* [Task] Reproduce the data word for word, from the line with "Identify a point for each instance of the dry" through the final line of the data.

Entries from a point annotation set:
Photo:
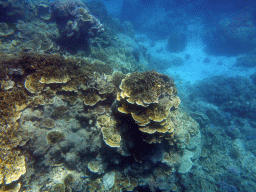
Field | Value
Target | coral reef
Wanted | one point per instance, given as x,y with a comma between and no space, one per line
73,113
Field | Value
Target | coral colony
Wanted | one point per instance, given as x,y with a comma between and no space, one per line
85,106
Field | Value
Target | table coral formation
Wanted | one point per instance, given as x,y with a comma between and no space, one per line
85,122
151,100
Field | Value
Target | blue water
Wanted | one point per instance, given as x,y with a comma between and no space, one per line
207,46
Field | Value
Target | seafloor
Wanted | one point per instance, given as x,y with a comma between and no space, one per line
81,112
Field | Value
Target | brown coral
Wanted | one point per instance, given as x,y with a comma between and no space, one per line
151,100
109,130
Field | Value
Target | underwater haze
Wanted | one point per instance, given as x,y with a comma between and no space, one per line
127,95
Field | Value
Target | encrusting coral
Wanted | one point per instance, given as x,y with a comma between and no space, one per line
132,112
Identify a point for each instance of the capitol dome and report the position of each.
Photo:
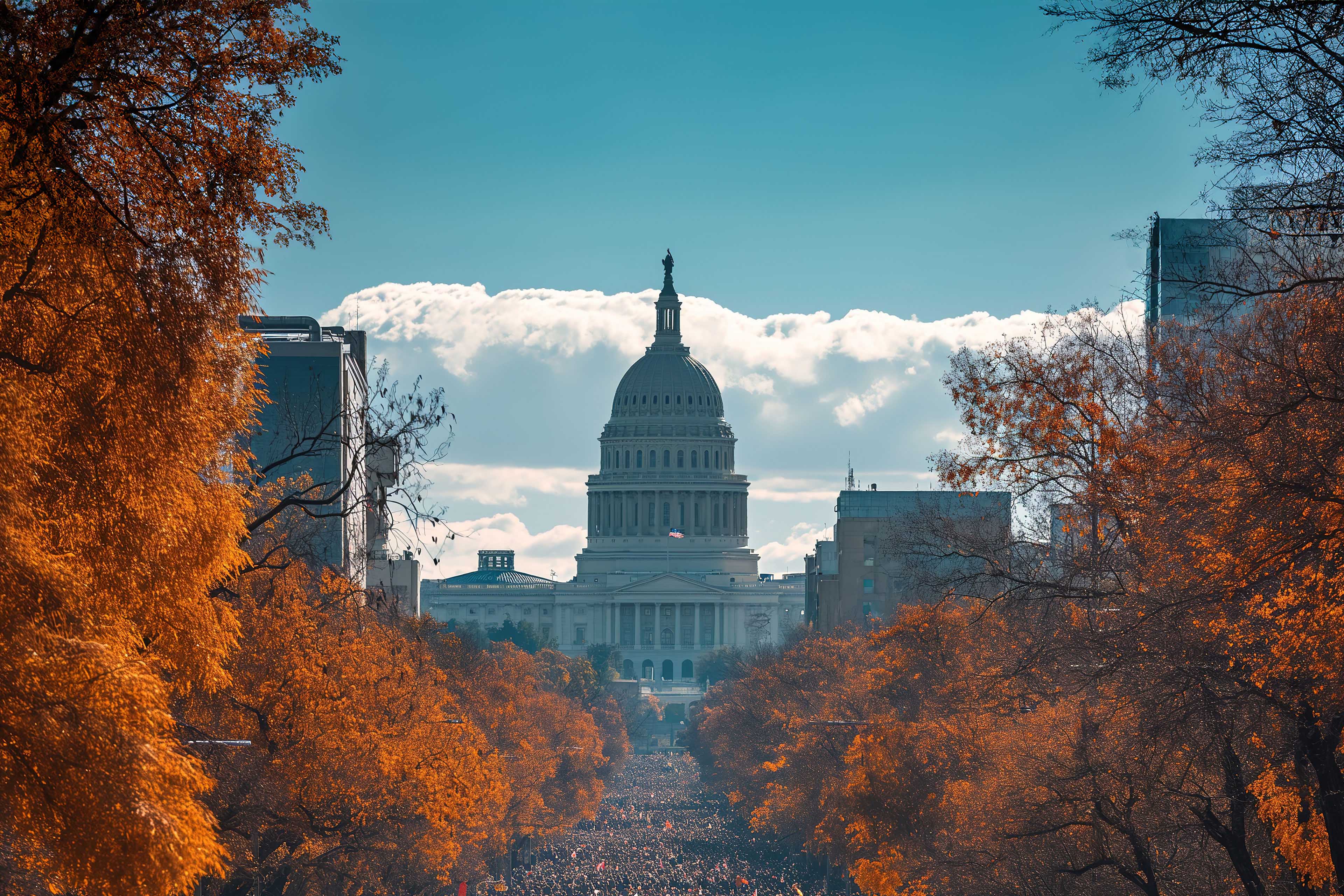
(667, 492)
(667, 382)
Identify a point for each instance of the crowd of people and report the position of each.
(660, 832)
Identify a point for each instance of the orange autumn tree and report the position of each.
(362, 776)
(139, 156)
(549, 746)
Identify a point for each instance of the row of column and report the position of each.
(654, 512)
(726, 624)
(697, 618)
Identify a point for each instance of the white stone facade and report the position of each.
(667, 574)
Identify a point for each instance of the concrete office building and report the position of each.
(667, 573)
(1190, 262)
(877, 569)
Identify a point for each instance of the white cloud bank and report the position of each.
(506, 485)
(752, 354)
(787, 555)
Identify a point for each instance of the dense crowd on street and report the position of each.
(660, 832)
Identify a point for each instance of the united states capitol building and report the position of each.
(667, 574)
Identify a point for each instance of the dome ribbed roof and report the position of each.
(667, 383)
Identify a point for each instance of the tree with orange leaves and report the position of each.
(362, 776)
(139, 158)
(531, 713)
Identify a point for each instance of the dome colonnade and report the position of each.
(667, 453)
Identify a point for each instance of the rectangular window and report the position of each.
(647, 622)
(627, 625)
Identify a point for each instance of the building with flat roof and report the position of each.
(315, 425)
(889, 548)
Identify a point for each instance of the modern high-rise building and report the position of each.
(315, 426)
(1195, 266)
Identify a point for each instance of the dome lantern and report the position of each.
(668, 308)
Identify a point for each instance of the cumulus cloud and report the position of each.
(492, 484)
(787, 555)
(855, 407)
(753, 354)
(790, 489)
(537, 553)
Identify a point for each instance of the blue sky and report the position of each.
(799, 159)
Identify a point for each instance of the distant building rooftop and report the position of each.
(495, 567)
(873, 504)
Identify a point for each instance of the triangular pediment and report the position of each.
(668, 583)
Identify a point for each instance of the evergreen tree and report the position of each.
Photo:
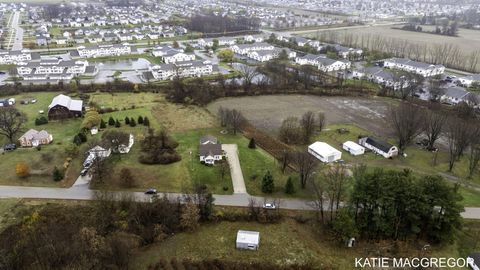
(267, 183)
(132, 122)
(77, 140)
(289, 188)
(146, 122)
(82, 136)
(252, 144)
(57, 174)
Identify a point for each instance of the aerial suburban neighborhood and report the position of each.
(275, 134)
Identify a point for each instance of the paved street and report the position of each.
(242, 200)
(235, 168)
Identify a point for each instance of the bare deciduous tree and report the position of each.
(321, 121)
(290, 131)
(433, 124)
(11, 122)
(406, 120)
(308, 125)
(305, 164)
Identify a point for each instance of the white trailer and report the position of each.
(248, 240)
(324, 152)
(353, 148)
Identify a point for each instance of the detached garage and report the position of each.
(353, 148)
(248, 240)
(324, 152)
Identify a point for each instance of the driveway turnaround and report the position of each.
(235, 170)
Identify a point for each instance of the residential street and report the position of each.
(242, 200)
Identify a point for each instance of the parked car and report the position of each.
(269, 206)
(84, 172)
(151, 191)
(10, 147)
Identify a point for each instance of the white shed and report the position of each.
(324, 152)
(248, 240)
(353, 148)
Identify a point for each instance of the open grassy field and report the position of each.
(467, 40)
(283, 243)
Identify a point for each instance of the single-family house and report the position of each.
(34, 138)
(64, 107)
(210, 150)
(378, 146)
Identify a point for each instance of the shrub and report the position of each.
(41, 121)
(267, 183)
(21, 169)
(252, 144)
(289, 188)
(146, 122)
(57, 174)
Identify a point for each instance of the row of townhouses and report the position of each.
(423, 69)
(261, 51)
(17, 57)
(184, 69)
(323, 63)
(54, 69)
(103, 50)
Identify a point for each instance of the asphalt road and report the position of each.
(240, 200)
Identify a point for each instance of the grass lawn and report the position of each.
(417, 160)
(284, 243)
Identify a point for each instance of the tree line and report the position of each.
(446, 54)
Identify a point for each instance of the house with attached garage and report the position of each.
(63, 107)
(328, 65)
(423, 69)
(34, 138)
(379, 147)
(210, 150)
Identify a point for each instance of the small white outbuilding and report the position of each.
(353, 148)
(324, 152)
(248, 240)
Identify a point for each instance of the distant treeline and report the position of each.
(216, 24)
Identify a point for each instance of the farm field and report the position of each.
(467, 41)
(268, 112)
(283, 243)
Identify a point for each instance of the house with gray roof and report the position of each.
(63, 107)
(34, 138)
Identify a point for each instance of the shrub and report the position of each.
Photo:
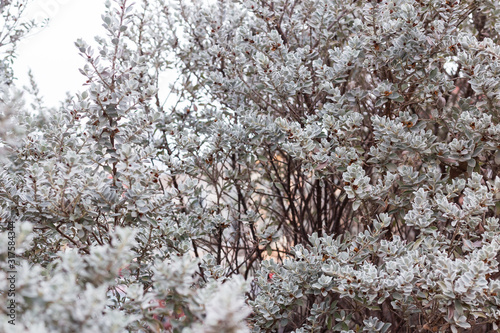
(342, 158)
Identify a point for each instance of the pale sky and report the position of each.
(51, 53)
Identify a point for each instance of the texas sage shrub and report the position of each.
(341, 157)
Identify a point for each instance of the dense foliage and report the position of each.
(328, 166)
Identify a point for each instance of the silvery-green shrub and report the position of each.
(335, 163)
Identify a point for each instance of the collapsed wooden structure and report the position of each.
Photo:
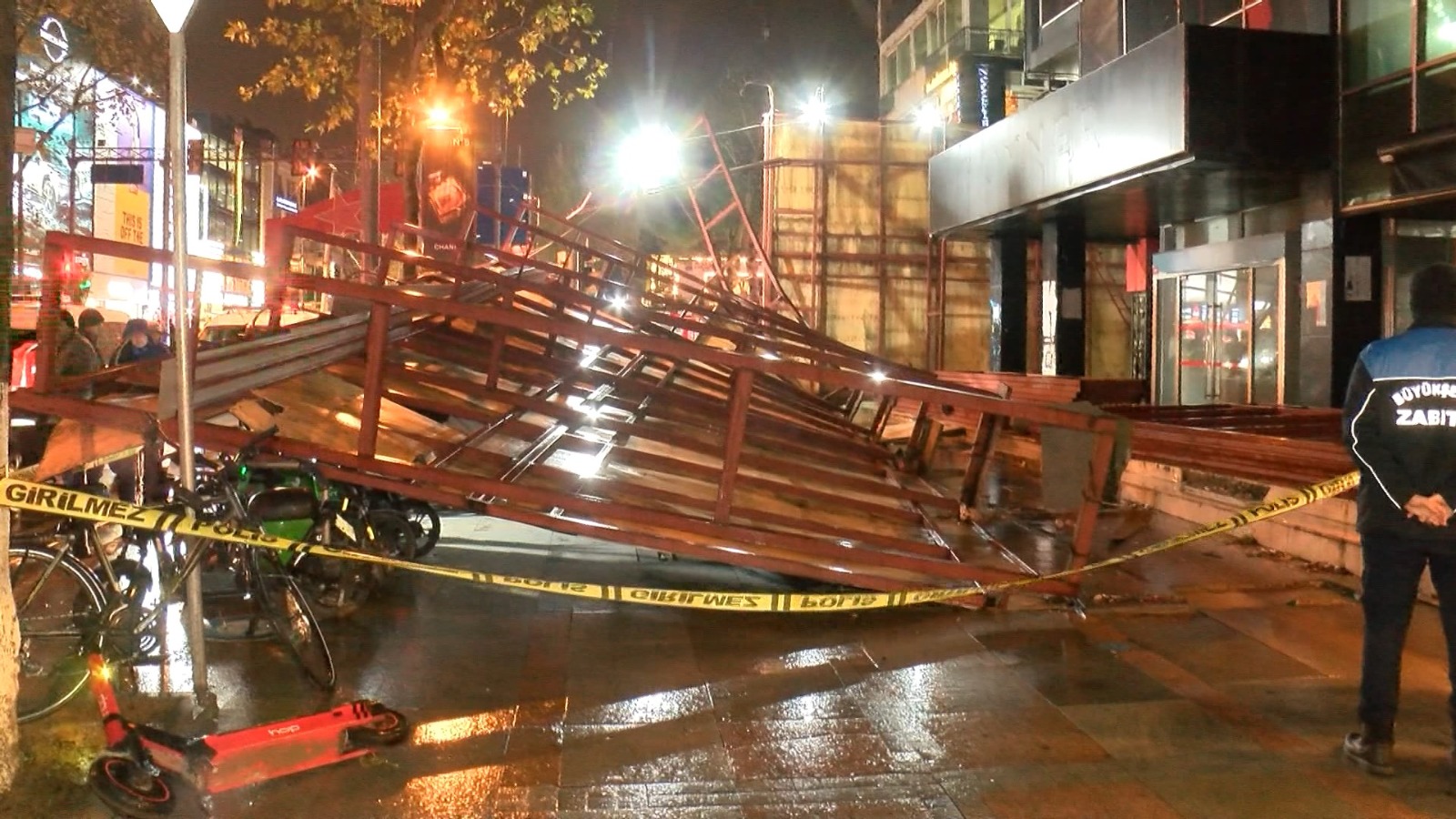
(615, 399)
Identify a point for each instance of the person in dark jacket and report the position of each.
(76, 353)
(137, 346)
(1400, 424)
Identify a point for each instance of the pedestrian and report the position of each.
(1400, 423)
(77, 356)
(137, 346)
(77, 351)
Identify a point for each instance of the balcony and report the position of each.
(1198, 121)
(977, 43)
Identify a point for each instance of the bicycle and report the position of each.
(300, 504)
(66, 605)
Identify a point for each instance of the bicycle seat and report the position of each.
(273, 465)
(99, 490)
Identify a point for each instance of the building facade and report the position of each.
(1271, 175)
(960, 60)
(89, 159)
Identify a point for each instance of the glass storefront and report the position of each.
(1409, 245)
(1219, 337)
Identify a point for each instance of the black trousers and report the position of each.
(1392, 576)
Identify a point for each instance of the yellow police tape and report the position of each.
(40, 497)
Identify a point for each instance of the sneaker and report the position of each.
(1370, 756)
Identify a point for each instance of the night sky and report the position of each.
(699, 44)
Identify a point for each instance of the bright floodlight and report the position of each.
(174, 14)
(439, 118)
(928, 116)
(815, 111)
(650, 157)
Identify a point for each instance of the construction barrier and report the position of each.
(40, 497)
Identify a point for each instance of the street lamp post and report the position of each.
(175, 15)
(766, 196)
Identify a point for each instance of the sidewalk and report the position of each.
(1225, 698)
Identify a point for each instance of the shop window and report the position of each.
(1147, 19)
(1168, 336)
(1372, 118)
(1219, 337)
(1378, 40)
(1307, 16)
(1436, 96)
(1439, 36)
(1412, 245)
(1052, 9)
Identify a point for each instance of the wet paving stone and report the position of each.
(531, 707)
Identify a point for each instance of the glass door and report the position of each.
(1219, 337)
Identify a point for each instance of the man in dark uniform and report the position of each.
(1400, 424)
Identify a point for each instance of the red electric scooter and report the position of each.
(136, 774)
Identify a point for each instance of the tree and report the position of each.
(57, 79)
(9, 622)
(73, 62)
(470, 51)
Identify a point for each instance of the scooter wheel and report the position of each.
(130, 790)
(389, 727)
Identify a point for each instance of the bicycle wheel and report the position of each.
(291, 618)
(393, 532)
(426, 522)
(58, 603)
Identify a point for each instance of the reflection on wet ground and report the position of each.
(1227, 704)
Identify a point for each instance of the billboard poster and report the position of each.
(47, 186)
(446, 193)
(123, 213)
(513, 205)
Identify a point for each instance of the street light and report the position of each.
(815, 109)
(440, 118)
(650, 157)
(174, 15)
(928, 116)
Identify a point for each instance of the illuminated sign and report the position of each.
(55, 40)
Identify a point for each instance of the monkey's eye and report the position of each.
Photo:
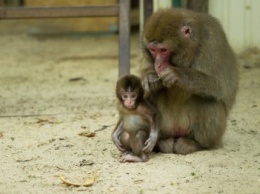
(124, 96)
(133, 96)
(162, 50)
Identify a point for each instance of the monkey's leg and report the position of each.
(166, 145)
(125, 141)
(208, 130)
(137, 143)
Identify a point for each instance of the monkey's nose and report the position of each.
(155, 42)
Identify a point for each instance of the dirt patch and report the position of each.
(54, 88)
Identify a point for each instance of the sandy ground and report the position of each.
(54, 88)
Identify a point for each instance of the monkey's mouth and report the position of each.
(132, 107)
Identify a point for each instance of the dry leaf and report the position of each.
(88, 181)
(87, 134)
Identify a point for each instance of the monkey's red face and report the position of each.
(129, 99)
(161, 54)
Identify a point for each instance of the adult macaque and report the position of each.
(136, 132)
(198, 74)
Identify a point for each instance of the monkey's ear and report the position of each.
(186, 31)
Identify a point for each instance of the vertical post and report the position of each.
(124, 37)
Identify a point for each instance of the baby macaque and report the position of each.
(137, 130)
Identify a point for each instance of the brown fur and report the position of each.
(137, 130)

* [Result]
Identify a point for each instance of the dry leaf and report the position of each.
(88, 181)
(87, 134)
Identify a point for each instance of the monkey's red face and report the position of each.
(129, 99)
(161, 54)
Identify a point for each instance of the adult macaque and report the position of each.
(136, 132)
(198, 74)
Identify a point for each instance of the monkey's ear and report the position of each.
(186, 31)
Identify a point for each instance of the vertical post and report the position of each.
(124, 37)
Identify a point for each instance of the baby macaque and report the position of each.
(137, 130)
Identify a point for each instance of the brown fur and report the position of each.
(137, 130)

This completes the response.